What the exercise asks — Scan the entries below for the word "target". Copy each line that has it.

Data provided —

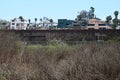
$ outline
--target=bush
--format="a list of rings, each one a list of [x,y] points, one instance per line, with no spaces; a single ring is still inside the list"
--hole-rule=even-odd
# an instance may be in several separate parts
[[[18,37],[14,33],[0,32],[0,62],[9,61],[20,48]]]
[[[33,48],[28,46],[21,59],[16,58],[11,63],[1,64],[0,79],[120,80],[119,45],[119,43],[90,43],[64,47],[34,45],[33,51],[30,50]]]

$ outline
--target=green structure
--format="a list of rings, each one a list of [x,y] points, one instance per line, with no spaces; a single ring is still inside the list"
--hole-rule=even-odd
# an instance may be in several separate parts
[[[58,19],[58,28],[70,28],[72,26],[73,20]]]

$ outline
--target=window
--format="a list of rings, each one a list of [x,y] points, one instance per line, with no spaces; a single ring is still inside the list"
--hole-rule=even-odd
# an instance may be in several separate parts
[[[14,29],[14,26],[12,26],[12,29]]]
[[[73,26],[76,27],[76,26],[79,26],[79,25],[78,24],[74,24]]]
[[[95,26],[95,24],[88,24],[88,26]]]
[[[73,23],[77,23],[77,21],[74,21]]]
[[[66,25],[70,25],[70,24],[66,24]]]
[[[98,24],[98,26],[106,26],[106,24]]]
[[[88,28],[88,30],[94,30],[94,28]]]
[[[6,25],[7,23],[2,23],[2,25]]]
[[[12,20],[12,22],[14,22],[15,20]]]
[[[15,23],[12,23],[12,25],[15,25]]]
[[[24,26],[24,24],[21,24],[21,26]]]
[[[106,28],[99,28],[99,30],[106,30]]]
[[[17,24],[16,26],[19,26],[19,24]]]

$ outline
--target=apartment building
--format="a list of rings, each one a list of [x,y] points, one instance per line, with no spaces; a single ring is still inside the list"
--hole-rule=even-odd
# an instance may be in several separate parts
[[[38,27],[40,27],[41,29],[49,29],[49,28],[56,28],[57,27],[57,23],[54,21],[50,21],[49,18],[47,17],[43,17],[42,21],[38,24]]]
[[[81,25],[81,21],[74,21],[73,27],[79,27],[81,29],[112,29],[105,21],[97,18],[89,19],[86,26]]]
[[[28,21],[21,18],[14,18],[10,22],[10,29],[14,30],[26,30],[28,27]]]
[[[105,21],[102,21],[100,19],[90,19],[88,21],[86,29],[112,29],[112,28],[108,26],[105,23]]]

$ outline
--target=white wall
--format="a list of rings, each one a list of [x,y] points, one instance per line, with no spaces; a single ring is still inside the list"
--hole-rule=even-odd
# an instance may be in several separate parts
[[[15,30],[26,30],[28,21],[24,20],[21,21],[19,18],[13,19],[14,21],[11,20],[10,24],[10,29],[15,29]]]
---
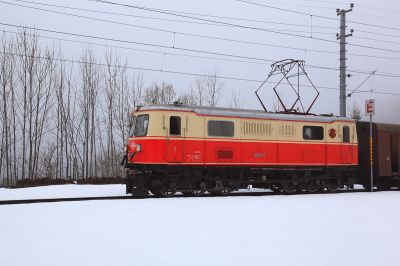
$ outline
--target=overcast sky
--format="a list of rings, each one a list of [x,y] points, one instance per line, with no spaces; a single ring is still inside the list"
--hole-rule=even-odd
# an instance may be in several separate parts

Result of the exercise —
--target=bush
--target=green structure
--target=window
--target=apartment building
--target=white wall
--target=overcast sky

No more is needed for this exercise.